### [Assigned task]
Your task is to copy the data exactly while leaving out every picture.

### [Provided records]
# # # #

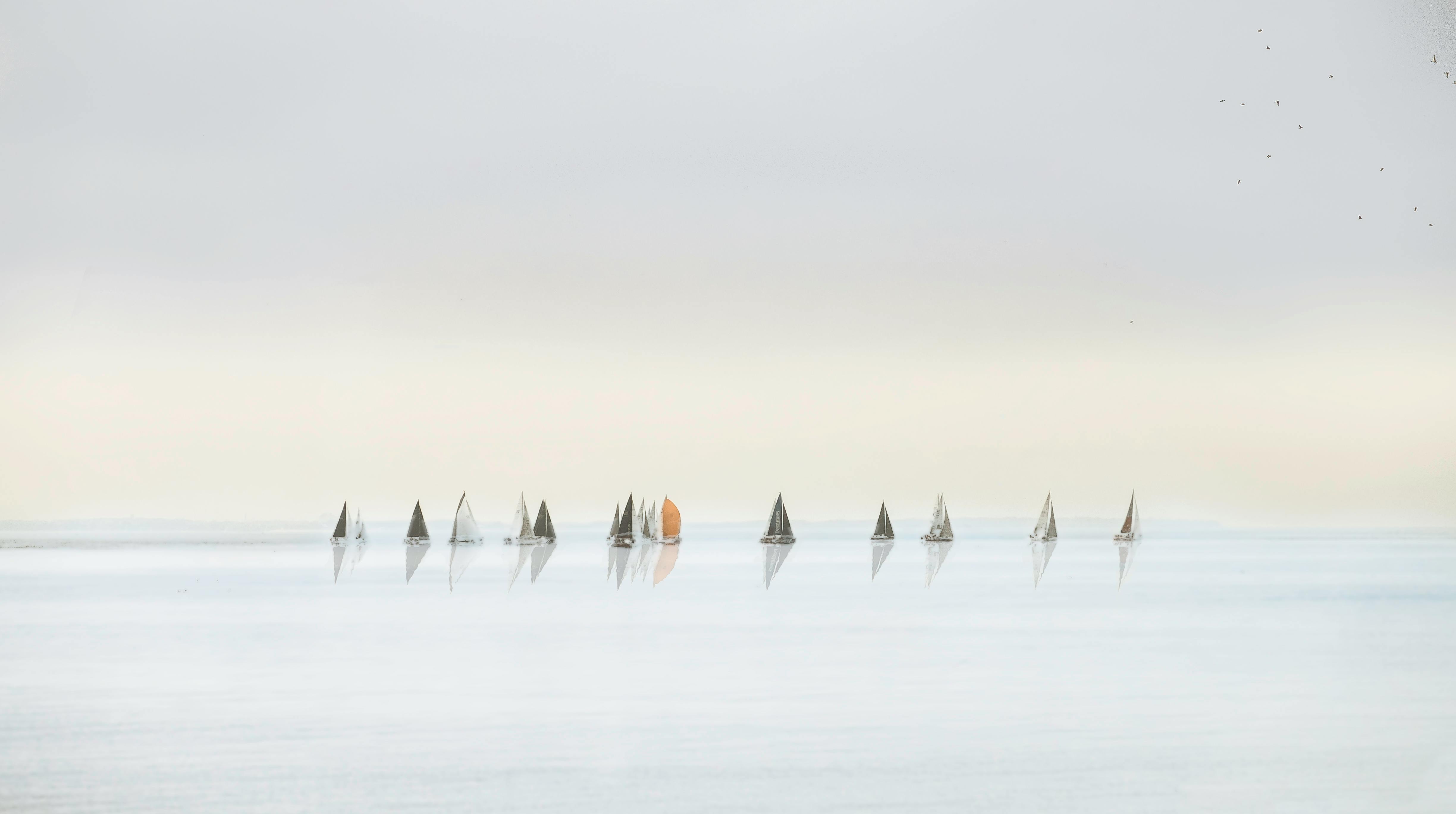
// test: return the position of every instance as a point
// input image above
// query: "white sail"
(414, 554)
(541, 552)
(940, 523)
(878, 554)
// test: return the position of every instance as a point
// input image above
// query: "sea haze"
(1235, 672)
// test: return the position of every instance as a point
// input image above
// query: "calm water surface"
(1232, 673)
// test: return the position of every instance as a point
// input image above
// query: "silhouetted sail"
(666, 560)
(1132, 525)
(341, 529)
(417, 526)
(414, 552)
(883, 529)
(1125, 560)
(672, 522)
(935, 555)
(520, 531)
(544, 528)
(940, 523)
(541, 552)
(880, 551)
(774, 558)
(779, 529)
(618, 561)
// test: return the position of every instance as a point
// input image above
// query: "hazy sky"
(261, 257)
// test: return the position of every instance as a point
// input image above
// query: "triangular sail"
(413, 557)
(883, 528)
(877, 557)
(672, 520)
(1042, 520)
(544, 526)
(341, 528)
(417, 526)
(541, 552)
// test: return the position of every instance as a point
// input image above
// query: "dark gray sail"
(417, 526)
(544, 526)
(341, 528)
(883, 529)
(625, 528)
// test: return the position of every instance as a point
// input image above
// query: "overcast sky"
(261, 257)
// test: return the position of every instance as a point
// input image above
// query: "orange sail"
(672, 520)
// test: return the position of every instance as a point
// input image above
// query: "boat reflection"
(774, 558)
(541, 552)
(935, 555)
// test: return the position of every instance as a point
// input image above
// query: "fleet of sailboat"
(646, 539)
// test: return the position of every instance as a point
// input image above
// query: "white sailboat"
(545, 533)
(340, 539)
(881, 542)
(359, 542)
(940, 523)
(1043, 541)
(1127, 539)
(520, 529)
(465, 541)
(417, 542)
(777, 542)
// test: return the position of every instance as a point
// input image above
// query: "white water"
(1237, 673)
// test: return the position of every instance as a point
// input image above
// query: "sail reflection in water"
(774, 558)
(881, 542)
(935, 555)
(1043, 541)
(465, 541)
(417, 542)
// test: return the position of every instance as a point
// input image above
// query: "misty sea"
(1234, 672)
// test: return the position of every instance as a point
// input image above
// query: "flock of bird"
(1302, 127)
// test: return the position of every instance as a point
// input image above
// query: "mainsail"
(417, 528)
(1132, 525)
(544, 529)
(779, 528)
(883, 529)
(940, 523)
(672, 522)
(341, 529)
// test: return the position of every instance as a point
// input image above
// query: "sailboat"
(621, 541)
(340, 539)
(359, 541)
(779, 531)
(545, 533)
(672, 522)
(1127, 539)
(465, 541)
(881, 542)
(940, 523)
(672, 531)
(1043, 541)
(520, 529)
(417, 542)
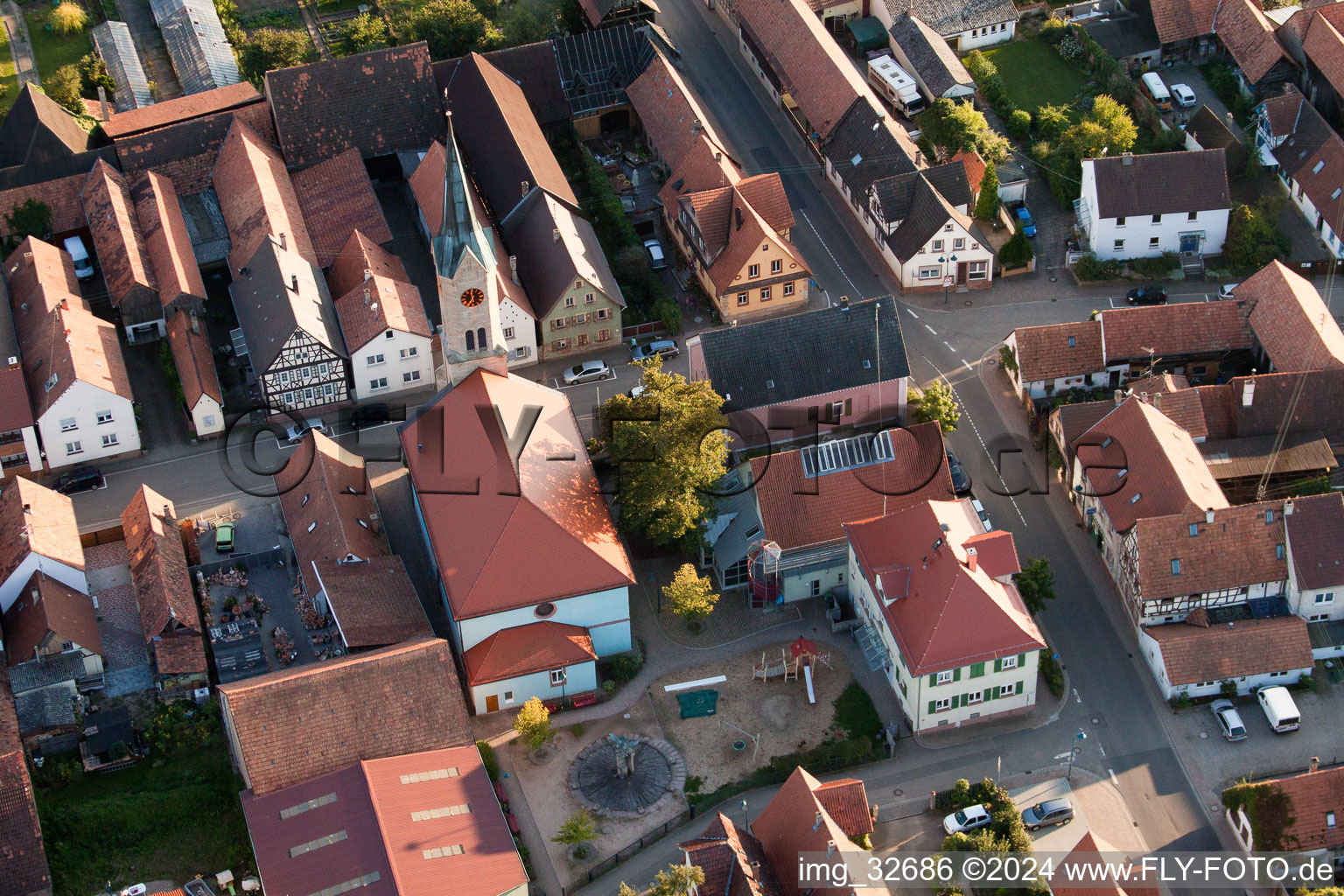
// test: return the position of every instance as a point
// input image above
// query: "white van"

# # # #

### [Result below]
// test: return the position of every instance as a point
// input image above
// query: "white sail"
(414, 554)
(541, 552)
(940, 523)
(878, 554)
// test: return the position of every instance as a point
// input image above
// query: "sea haze"
(1235, 672)
// test: return the position of every instance as a point
// input image above
// query: "calm water surface"
(1232, 673)
// test: return the position of every instance as a point
// input image above
// query: "silhouetted sail"
(666, 560)
(1132, 525)
(341, 529)
(417, 526)
(414, 552)
(883, 529)
(1125, 560)
(672, 522)
(935, 555)
(520, 531)
(544, 528)
(940, 523)
(541, 552)
(880, 551)
(774, 558)
(779, 529)
(618, 561)
// test: return the position of every instance as a point
// input image above
// query: "hazy sky"
(261, 257)
// test: return the position of every instance as a point
// input image above
// query: "triangular sail"
(413, 557)
(883, 528)
(877, 557)
(672, 520)
(1042, 520)
(544, 526)
(341, 528)
(417, 526)
(541, 552)
// test: return the position of every instance as a point
// input image above
// query: "dark gray sail"
(417, 526)
(544, 526)
(341, 528)
(883, 529)
(625, 528)
// test: return the position of every instance as a point
// input image above
// query: "overcast sky"
(261, 257)
// test: return the position of every instance as a point
// input image above
// query: "orange sail"
(672, 520)
// test: return the position of every instance as a point
// input image above
// query: "boat reflection"
(774, 558)
(541, 552)
(935, 555)
// test: return the position of every instance as a point
// input image above
// query: "fleet of sailboat"
(646, 539)
// test: return the position of every instance as a point
// input image above
// query: "white sailboat"
(545, 533)
(340, 539)
(881, 542)
(359, 542)
(940, 523)
(1043, 541)
(1127, 539)
(520, 529)
(465, 541)
(417, 542)
(777, 542)
// test: return the position of every instance as a point
// input image above
// query: "white water"
(1237, 673)
// test: return the position of every instance as a point
// input image above
// query: "sail reflection in water"
(774, 558)
(881, 542)
(935, 555)
(1043, 541)
(465, 541)
(417, 542)
// test: return the position of every instance as a point
// input image above
// query: "misty sea"
(1234, 672)
// test: return the position of every instance as a point
// input image above
// query: "flock of bird"
(1302, 127)
// test: return the position of every instance as a point
// input image above
// query: "mainsail"
(417, 528)
(1132, 525)
(544, 529)
(779, 528)
(883, 529)
(940, 523)
(672, 522)
(341, 529)
// test: return the position of every instance as a point
// input image above
// query: "sailboat"
(621, 541)
(340, 539)
(359, 541)
(779, 531)
(545, 533)
(672, 522)
(1127, 539)
(465, 541)
(881, 542)
(940, 523)
(672, 531)
(1043, 541)
(520, 529)
(417, 542)
// test: return the position of every instance as a point
// input image above
// query: "white van"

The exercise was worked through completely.